What the task asks: Count the lines in the rows below that contain the string "helmet", with case counting, and give only the number.

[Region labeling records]
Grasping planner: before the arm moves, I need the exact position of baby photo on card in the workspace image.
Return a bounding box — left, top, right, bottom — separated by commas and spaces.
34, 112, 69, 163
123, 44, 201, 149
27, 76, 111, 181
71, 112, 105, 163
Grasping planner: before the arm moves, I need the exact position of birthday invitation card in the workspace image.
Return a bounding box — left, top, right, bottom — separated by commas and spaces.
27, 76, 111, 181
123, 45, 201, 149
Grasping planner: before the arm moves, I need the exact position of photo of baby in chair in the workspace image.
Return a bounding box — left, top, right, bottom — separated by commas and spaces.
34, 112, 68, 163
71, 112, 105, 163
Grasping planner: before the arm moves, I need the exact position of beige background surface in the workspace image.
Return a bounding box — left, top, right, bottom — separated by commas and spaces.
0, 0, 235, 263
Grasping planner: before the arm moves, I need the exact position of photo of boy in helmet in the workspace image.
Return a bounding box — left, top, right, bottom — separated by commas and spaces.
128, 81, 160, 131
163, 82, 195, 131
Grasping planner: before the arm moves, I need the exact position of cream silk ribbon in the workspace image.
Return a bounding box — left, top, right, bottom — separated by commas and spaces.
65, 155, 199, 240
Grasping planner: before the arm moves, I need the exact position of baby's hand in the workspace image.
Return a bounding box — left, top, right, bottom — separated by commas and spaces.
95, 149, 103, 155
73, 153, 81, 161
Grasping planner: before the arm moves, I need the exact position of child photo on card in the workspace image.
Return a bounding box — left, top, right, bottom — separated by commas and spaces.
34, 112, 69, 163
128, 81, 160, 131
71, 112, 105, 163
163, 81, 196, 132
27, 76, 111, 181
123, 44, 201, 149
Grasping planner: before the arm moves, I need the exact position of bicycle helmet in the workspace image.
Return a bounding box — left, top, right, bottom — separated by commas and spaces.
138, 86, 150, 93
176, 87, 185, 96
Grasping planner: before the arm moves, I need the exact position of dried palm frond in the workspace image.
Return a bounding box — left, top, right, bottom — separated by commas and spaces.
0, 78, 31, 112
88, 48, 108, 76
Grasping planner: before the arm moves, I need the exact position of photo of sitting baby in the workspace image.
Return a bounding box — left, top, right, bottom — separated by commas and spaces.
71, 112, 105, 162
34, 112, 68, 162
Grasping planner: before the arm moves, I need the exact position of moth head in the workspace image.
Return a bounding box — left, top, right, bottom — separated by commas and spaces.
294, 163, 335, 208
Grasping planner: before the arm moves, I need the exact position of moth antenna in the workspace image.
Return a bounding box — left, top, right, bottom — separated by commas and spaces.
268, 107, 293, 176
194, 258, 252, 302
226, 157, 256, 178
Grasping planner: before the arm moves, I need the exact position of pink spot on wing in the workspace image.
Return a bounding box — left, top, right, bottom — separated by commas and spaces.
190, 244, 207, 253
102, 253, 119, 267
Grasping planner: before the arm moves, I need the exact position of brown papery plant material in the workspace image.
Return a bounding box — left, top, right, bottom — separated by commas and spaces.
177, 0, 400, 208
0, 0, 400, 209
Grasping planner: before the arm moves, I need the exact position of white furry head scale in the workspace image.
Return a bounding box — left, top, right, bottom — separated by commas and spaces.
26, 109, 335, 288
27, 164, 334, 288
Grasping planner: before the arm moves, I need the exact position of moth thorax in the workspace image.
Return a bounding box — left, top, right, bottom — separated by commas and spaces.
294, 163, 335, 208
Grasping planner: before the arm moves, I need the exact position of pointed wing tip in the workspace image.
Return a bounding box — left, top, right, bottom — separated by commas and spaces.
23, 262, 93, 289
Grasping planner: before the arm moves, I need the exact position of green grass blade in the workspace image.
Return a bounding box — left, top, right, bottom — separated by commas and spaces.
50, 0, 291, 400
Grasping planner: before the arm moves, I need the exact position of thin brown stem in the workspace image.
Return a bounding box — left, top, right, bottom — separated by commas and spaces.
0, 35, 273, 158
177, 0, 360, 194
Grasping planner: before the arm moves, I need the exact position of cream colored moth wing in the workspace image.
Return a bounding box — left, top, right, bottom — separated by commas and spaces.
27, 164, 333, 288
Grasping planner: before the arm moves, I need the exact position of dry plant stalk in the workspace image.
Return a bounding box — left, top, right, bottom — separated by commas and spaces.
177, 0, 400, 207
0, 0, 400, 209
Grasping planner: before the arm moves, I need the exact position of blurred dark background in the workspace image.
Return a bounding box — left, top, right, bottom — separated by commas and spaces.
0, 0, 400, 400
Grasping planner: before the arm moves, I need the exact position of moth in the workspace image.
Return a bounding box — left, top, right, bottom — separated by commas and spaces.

Result of this exercise: 2